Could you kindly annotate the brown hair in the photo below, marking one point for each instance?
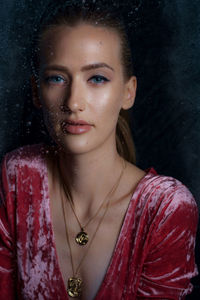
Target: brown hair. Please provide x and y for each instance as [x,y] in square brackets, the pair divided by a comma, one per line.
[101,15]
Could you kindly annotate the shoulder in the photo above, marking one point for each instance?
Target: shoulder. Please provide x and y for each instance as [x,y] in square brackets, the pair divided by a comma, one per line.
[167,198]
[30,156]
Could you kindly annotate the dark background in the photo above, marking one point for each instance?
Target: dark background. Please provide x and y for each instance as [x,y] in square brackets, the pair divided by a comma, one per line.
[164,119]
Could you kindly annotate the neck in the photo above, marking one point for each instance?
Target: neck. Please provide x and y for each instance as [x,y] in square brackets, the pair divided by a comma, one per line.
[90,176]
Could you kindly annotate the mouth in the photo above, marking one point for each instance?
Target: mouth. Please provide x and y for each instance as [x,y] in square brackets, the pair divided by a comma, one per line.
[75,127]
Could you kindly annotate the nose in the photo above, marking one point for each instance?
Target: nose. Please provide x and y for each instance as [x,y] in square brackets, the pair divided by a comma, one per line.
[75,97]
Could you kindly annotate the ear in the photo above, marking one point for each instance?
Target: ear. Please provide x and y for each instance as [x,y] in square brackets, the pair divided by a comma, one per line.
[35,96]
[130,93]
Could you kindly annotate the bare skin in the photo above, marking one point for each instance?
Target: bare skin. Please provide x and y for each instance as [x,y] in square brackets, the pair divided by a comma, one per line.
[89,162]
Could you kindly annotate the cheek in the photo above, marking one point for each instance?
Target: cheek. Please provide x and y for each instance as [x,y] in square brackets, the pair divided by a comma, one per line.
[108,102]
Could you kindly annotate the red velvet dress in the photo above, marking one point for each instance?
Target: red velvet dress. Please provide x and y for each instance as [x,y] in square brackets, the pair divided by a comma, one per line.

# Prompt
Only the text of the records above, copied exactly, should be returned; the pictures stay out.

# Problem solution
Could you kindly annotate the brown hair in the photo below, marking one point for each instance?
Target: brown hair. Please provide x and y for each instance as [x,y] in square brackets, the pair divided by a comma, one per line.
[101,15]
Could you kindly annotate the shoulder in the photo above, marking one point for each instance?
Target: shoulder. Please provide x and y for each instance as [x,y] in square brackets, the pair divided by a comma, one per line.
[167,198]
[30,156]
Could you kindly annotate the dark background in the photo above, marking one point for each instance?
Target: dark background. Please provide x and y for each instance as [x,y] in square brackets, the pair divided by a comma, one per line.
[164,119]
Could you kindly annotate the neck in the photo above, marking one point for each instance?
Target: neck. Please provide x and y for each instance as [x,y] in square brackets, the pair divided by a comma, one per line.
[90,176]
Could you kindly annotate the mouth in the photo above, marking one point for each instance?
Target: mouth. Please provide x and y for each instance as [x,y] in square brackets, the pair divided by a comma, one per line.
[75,127]
Could you kindly annotate the nose in the photo above, marking one point for each instance?
Target: nose. Please provide x and y for each instance as [x,y] in square brackets, the pair divided by a comma, one per line.
[75,97]
Could you kindly annotate the ear in the photo above, marking one point for each instance?
Target: ear. Please provide x and y for each instance as [x,y] in square brackets, the pair divided by a comma, one per line.
[35,96]
[130,93]
Could you kindly annotate the bare skin in the photo above, marking one point for each instance?
Target: bare skin. Please provide x and y for each instance as [x,y] in square brackets, the pair divided by a comma, one per line.
[89,162]
Could you kindly annotate the cheek in the photo above, marking one point for each instance?
Target: cheek. Please provide x and y for each instance as [x,y] in square brackets, the pair divided by a comma, one per line.
[108,102]
Could you kindly annotate the red velvet dress in the photo above, marking one point for each instance?
Target: red velvet dress. Please provide x and y for each instance as [x,y] in square brackets, the pair divided by a comma, one per line.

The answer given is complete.